» WRITTEN EXERCISE
Copy each of the records below word for word, keeping every line in its original order.

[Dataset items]

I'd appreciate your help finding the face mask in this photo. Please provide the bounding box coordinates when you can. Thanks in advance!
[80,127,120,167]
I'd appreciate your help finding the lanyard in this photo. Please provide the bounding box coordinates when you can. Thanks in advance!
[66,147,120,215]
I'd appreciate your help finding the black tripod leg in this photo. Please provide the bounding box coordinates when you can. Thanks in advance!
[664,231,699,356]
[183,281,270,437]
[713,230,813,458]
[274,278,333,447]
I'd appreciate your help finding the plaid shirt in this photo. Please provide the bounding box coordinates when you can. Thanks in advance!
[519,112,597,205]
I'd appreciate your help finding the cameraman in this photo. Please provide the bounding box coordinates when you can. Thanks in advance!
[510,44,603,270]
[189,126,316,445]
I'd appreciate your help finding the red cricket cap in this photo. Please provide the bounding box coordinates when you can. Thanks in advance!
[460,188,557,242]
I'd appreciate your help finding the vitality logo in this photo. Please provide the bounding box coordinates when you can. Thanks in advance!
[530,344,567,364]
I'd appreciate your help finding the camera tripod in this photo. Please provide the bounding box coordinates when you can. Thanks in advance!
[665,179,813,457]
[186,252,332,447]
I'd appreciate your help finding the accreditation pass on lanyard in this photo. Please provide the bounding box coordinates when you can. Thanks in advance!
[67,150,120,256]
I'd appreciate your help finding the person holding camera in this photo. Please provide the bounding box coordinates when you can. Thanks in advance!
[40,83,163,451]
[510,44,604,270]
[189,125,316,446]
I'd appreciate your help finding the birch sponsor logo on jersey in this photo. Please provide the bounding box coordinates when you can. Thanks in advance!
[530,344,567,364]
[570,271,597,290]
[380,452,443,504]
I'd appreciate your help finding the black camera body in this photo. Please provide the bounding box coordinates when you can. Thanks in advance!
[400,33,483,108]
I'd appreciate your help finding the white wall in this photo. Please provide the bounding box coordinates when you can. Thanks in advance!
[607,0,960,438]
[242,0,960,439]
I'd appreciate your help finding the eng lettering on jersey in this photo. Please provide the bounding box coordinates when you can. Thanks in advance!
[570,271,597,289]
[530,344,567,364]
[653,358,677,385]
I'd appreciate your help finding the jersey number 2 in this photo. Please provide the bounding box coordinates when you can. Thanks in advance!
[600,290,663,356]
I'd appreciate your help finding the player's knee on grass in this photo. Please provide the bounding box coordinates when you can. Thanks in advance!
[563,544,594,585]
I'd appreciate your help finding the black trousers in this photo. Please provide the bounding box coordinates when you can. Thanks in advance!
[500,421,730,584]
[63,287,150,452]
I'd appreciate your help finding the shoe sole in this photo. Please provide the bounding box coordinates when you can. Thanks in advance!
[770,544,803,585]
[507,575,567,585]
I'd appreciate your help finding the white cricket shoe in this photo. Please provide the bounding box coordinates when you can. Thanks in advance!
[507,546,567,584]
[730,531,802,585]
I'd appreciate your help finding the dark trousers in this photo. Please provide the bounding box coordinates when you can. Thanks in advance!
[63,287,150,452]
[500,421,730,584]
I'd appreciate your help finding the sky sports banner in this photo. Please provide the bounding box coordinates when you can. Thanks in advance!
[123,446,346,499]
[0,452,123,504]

» WORKED SOLUTION
I'd appreciate your help finding the face mask in this photo. Please provide the bounding box coordinates when you can. Thanks in advance!
[80,127,120,167]
I'd appreciate your help finding the lanyard in this photo. Please provide the bounding box coordinates when you can. Thanks in advance!
[66,147,120,215]
I'd appreciate your help finding the black tripod leg in this photo. Please provide the bounding box coordinates when you can. Thanks in advance!
[664,231,699,356]
[183,281,270,437]
[713,230,813,458]
[274,278,333,447]
I'd appreciate your help finding the plaid shirt in this photo. Please provide the bounding box coordinates when you can. Thanks in advance!
[519,112,597,205]
I'd appreciate your help finding the cameraman in this photo. Please provide the bounding box coordinates when you can. Thanks in advance!
[510,44,603,270]
[189,126,316,445]
I'd appreciate your help finding the red cricket cap in this photo. Please provide the bounding box coordinates when you can. Thanks in advance!
[460,188,557,242]
I'd appreciate your help finding the vitality logo in this photo. Please provide the bounding box coordinates when you can. Thanks in advance!
[530,344,567,364]
I'd appreciate your help finding the camera tripod in this photo. Please provide the bounding box coordinates when you can. Thanks in advance!
[665,179,813,457]
[186,252,332,447]
I'd appreciate your help finding the accreditation pass on lanyard in this photo. Please provide the bounding box coordinates when you can. Thanks in advance!
[67,150,120,256]
I'd appreciate your help finding the person holding camera in this photo. Please provide the bounding box coordinates when you can. Thanks in advance!
[40,83,163,451]
[510,44,604,270]
[189,125,316,446]
I'd appreciate your help finding the birch sponsor logo on jersey in this photo. Please provide the bounding box coordinates when you can. Thanks in advance!
[530,344,567,364]
[570,271,597,290]
[380,452,443,504]
I'd appreciate your help finding the black camera body in this photo. Please provide the bounding box coordinates when you can. Thanks in advance!
[400,33,483,108]
I'd appreciate your help finding the white wall in this photo. Please provide the bounding box coordinates when you can. Thanks in advance!
[607,0,960,438]
[242,0,960,439]
I'd appreciate your help finding the eng lettering on jersey in this photo. Please provide the bounding box coordinates when you can. Thanks in advance!
[570,271,597,289]
[530,344,567,364]
[653,358,677,385]
I'd appreciate your help finding the jersey number 2 in this photo. Please provide the bounding box coordinates when you can. Thanks in advance!
[600,290,663,356]
I'd appreciate your help finding the player's knee on grass in this photo. Please provide the bounding box coordinates when you can. Thanks in advance!
[563,544,594,585]
I'd appreciate your help finding the black trousers in this photo. Please provide the bounding box coordinates when you can. Thanks in advance!
[500,421,730,584]
[63,287,150,452]
I'd appreciate your help finding the shoe sole in this photo. Please provide the bounding box coordinates when you can. Thanks in advance!
[770,544,803,585]
[507,575,567,585]
I'd appreciate your help finding the white cricket shoe in this photo. Please provide the bounding box coordinates when you can. Thanks in advance!
[507,546,567,584]
[730,531,802,585]
I'd appreciate your help finding the dark trousers in this photo. Please provide the bounding box coordinates when you can. Thanks in advance!
[63,287,150,452]
[500,421,730,584]
I'd appreciate your help finding the sky sports banner in this photo. Please provide the bounding box coordinates when you can. Thanks in advance!
[123,446,346,499]
[0,452,123,504]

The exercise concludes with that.